- [Data shown]

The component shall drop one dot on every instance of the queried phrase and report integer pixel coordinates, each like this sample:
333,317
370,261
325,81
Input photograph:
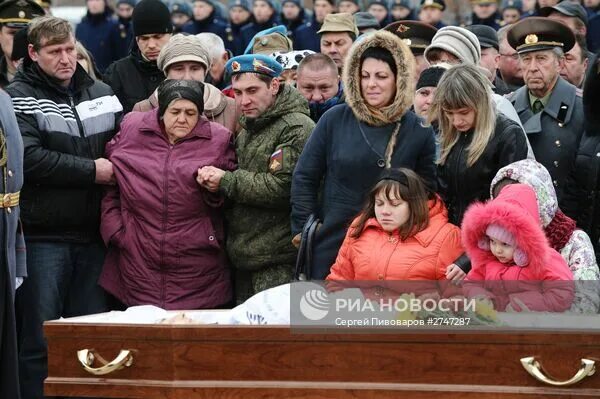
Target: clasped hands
210,177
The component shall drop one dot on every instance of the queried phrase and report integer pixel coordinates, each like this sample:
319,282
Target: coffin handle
534,368
87,356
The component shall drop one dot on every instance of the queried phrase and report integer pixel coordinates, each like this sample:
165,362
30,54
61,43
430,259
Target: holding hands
210,177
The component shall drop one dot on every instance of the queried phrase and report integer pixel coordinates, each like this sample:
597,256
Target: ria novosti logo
314,304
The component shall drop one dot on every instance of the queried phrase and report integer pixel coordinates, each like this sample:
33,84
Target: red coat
377,255
545,284
165,232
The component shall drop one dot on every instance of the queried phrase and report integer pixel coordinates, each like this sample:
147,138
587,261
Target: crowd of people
189,155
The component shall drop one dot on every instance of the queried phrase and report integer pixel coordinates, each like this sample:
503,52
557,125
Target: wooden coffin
213,361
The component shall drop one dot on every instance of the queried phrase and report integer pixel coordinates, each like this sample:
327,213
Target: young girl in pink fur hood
512,263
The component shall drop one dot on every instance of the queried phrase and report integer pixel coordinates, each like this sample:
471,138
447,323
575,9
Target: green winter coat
268,147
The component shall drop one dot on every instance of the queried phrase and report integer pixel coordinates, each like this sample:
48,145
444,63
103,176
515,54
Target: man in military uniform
275,126
549,107
418,36
14,16
12,256
490,55
431,12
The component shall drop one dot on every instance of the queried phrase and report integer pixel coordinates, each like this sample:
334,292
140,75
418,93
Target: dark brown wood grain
265,362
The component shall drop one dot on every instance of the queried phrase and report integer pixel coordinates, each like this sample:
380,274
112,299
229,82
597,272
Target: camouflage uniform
259,233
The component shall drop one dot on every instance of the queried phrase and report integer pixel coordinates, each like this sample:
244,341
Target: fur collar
405,62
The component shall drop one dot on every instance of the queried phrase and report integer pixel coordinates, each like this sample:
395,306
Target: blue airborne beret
254,63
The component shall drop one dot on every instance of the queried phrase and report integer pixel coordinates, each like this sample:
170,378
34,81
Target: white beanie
457,41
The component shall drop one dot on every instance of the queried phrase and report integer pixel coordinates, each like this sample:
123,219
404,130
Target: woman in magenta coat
163,230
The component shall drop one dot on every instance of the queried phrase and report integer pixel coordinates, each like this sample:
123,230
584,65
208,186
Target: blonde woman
475,142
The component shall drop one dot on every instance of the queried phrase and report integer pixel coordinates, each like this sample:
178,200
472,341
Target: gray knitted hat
458,42
183,48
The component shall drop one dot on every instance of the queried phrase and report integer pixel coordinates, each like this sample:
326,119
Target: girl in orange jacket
402,233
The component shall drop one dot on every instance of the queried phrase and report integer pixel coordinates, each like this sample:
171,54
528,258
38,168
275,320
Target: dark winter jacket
306,37
212,24
164,232
95,33
64,131
122,38
460,185
268,148
342,160
133,79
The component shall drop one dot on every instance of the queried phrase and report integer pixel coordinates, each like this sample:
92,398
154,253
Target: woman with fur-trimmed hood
513,265
354,142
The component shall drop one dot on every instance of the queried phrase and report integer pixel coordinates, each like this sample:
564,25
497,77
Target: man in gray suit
549,107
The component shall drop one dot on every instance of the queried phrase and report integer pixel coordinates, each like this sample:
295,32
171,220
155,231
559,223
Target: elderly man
276,124
136,76
185,58
549,107
418,36
319,82
576,63
509,68
338,33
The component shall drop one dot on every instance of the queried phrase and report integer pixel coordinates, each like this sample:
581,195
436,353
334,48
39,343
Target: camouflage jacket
268,147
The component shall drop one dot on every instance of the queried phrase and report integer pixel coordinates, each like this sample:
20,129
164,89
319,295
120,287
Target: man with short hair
319,82
431,12
306,36
576,63
569,13
206,19
95,33
14,16
485,12
349,6
240,15
266,16
293,15
509,67
275,125
136,76
218,58
186,58
122,33
338,32
66,118
549,107
490,55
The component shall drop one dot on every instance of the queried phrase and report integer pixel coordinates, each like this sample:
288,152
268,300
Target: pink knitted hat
499,233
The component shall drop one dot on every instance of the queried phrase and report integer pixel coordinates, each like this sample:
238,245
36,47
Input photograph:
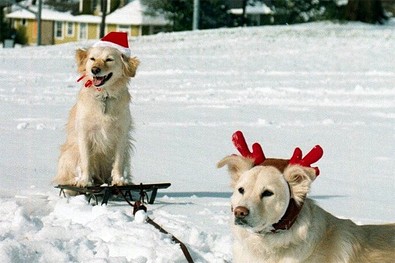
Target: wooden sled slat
107,191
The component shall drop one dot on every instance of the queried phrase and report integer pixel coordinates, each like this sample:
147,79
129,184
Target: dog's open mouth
101,80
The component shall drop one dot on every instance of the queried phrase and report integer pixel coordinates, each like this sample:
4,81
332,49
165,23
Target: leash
139,205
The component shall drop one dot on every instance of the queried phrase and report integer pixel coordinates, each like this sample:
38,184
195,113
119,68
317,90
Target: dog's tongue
97,81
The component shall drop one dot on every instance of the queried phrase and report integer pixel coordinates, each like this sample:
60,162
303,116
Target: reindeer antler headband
258,156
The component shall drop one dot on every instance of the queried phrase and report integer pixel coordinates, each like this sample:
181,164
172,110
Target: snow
284,86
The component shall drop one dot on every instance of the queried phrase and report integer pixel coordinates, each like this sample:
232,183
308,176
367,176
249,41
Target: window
70,29
83,31
59,29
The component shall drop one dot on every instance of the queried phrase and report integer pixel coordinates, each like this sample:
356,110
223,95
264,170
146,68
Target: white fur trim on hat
117,40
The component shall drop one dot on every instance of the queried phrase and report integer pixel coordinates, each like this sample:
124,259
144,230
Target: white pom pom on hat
117,40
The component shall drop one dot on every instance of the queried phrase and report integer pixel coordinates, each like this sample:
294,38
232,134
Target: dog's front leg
83,179
120,164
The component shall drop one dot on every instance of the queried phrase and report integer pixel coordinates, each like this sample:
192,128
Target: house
61,27
258,13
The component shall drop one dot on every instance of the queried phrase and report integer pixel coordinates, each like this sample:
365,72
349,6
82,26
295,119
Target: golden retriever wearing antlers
273,221
98,145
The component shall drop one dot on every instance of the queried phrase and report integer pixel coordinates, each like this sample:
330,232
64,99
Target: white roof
257,9
131,14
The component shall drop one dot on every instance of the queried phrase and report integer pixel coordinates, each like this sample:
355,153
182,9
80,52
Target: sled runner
106,191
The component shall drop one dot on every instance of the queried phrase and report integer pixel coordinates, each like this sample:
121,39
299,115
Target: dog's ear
236,166
130,65
81,56
299,179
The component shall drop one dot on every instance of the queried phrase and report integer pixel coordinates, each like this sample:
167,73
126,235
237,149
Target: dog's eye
266,193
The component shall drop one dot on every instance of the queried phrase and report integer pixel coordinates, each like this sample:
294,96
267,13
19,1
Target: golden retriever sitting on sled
273,221
98,145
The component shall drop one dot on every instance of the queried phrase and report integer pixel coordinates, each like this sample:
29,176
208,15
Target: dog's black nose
241,212
95,70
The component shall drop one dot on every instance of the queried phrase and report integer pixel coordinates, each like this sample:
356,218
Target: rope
140,205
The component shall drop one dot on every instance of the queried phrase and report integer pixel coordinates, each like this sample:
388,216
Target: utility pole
40,7
103,18
195,21
38,17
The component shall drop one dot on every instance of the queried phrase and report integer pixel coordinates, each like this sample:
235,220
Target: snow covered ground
284,86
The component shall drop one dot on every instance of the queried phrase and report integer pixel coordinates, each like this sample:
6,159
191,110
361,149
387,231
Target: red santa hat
117,40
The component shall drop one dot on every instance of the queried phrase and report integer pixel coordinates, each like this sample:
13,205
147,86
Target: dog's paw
119,181
83,182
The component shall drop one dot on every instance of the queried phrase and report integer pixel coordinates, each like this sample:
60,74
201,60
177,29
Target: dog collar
290,216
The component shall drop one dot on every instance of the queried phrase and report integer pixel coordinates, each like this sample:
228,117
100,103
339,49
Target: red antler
241,145
313,156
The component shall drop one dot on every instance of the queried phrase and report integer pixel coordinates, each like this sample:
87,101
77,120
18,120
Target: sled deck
106,191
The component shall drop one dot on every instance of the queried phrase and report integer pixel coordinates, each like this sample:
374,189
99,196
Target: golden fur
98,145
316,236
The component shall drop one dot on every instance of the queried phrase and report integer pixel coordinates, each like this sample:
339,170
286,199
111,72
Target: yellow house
59,27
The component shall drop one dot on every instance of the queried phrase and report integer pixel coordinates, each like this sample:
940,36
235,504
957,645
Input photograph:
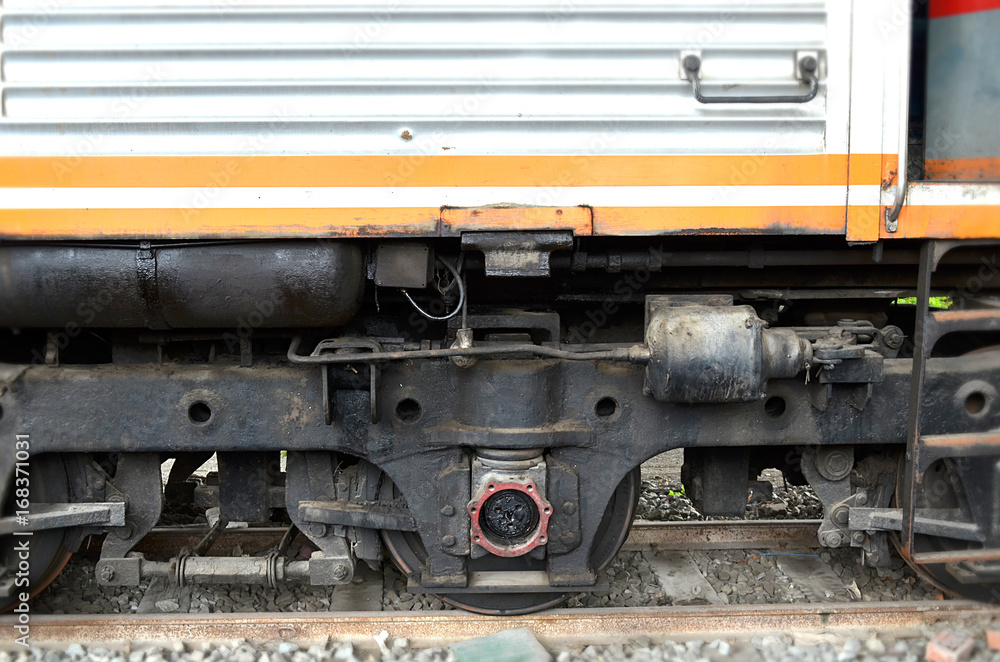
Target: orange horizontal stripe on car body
947,222
410,222
434,170
217,223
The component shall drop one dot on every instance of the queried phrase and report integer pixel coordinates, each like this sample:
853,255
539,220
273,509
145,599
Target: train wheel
408,554
941,488
49,483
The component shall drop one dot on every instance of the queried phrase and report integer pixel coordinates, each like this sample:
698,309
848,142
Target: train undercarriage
476,410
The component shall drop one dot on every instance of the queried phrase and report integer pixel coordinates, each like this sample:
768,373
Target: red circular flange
538,538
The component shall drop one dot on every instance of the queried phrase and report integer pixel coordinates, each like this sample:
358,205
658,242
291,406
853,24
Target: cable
634,354
461,297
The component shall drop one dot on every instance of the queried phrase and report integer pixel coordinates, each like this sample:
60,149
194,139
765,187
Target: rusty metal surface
645,535
562,627
728,534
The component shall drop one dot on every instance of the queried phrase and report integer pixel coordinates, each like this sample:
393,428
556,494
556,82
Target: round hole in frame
199,413
775,407
975,403
408,410
606,407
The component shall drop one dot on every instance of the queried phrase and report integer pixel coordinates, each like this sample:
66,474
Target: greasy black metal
807,70
244,480
715,480
408,264
237,286
517,254
634,354
498,404
508,516
547,323
968,465
713,353
378,515
134,476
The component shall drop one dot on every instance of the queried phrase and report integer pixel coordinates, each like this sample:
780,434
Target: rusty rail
556,627
769,535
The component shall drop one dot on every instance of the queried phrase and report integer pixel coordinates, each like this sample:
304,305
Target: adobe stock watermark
22,538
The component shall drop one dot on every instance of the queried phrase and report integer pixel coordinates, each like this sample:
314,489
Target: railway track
564,627
644,536
556,628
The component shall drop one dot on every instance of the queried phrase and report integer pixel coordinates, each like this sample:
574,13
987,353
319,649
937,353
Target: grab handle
806,66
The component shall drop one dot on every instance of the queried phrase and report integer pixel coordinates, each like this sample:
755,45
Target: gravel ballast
804,647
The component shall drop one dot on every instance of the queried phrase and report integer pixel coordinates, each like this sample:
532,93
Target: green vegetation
936,302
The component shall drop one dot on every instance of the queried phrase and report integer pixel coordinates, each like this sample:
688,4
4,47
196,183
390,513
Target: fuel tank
265,285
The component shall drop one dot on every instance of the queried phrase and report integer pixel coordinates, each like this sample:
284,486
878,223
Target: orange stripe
437,170
968,169
864,223
611,221
948,222
428,222
217,223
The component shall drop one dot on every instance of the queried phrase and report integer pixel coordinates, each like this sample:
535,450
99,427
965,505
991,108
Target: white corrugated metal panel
180,76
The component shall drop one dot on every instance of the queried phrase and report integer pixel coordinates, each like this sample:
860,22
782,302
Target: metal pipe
633,354
892,214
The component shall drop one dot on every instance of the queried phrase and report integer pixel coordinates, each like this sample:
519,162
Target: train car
431,280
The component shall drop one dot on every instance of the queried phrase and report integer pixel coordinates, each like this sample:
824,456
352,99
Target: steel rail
565,627
767,535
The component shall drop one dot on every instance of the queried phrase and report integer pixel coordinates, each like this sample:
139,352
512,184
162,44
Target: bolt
123,532
893,337
841,515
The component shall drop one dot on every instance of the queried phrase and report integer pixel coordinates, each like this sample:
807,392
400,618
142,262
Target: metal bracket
517,254
63,515
806,70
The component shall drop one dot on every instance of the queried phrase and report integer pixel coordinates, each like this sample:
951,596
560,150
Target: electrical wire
461,296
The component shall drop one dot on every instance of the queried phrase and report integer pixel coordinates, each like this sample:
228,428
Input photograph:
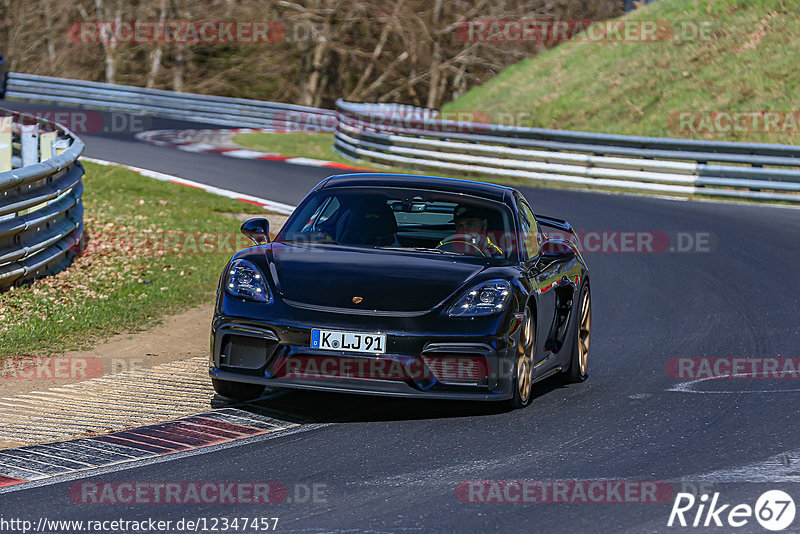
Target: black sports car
402,285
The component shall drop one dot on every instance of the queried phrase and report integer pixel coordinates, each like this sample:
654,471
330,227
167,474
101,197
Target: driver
471,236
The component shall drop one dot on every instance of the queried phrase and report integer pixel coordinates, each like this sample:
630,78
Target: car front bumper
472,360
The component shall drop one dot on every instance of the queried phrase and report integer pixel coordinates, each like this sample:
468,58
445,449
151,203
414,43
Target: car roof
454,185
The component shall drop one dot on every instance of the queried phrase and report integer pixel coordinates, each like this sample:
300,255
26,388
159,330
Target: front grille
245,352
458,368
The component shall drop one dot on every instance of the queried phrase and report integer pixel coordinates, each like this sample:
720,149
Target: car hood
338,277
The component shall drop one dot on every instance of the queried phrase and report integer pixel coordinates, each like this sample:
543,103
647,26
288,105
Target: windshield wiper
422,249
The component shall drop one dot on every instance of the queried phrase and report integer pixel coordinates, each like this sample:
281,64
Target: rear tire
579,359
522,382
237,390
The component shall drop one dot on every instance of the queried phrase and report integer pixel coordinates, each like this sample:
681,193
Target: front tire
579,359
237,390
522,382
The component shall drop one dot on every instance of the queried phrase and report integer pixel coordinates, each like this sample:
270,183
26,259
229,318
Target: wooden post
5,143
46,141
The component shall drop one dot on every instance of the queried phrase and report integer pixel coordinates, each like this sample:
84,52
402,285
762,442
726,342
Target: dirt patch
180,336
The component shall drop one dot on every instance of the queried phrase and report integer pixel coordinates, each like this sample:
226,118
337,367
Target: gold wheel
584,333
525,358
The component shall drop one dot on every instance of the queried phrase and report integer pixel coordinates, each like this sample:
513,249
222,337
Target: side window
531,237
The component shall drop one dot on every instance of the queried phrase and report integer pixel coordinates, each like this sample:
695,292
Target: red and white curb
220,141
277,207
203,430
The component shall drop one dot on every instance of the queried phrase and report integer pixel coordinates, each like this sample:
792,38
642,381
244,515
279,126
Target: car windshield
421,221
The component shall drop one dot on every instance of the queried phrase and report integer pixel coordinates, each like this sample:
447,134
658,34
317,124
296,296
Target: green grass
747,62
154,249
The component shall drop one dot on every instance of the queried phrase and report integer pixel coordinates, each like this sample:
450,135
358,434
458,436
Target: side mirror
553,248
257,230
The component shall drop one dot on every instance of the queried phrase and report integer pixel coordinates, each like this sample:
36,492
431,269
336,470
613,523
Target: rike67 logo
774,510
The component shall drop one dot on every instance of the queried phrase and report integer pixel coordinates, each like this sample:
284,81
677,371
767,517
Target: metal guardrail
224,111
411,137
41,214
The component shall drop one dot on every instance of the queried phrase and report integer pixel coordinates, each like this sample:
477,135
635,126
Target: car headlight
484,299
245,280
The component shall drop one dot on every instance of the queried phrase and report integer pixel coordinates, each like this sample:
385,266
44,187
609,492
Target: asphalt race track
394,465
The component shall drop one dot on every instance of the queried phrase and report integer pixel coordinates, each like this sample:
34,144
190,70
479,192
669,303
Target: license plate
348,341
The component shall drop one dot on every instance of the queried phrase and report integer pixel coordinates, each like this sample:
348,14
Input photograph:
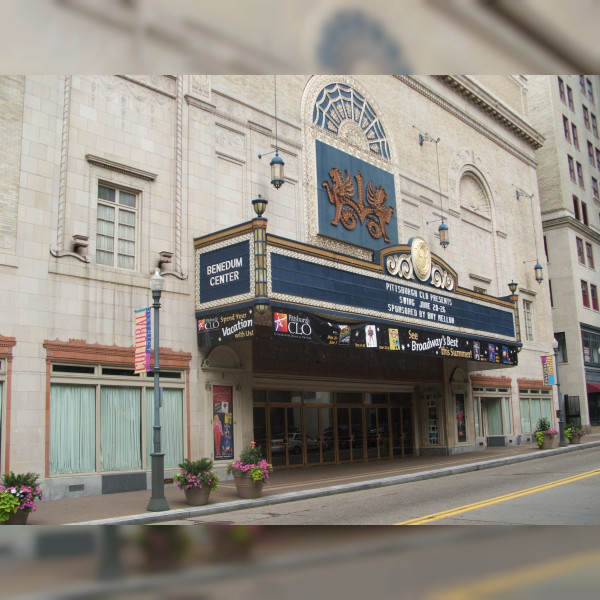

- [What to work on]
Copy out exactly the lines between the line that contains "Target: side mirror" and the last line of the records, both ends included; leave out every picture.

- [Written solution]
Target: side mirror
553,248
257,230
The component shall drop one dot on every instance of the queried phrase and report integer pixel coordinates, each like this sample:
36,492
431,269
336,470
613,523
Target: rike67 logo
774,510
The component shall drop one dot on every instance of the queried phrase and report integer pixel coordinates, each like this sample:
284,81
677,371
767,517
Target: metal guardrail
224,111
411,137
41,214
The component shall drop one dot on every instance of the queried phrase and report integer pixel coordinates, each like this sample:
477,135
635,126
Target: car headlight
484,299
245,280
The component shall drop one dot on every instance of the queried phrase and report integer pixel coordinates, each like this sample:
385,266
44,187
609,492
Target: asphalt race track
394,465
The component shall drop one dot on every instance of the queried phrase and report integer pixel coordinates, each like this sample:
34,144
190,70
479,192
669,303
Target: license plate
348,341
The component shall drop one dot on every instance of the queried phrase and report integer pixel coordinates, each like this sample:
348,14
Input photograph:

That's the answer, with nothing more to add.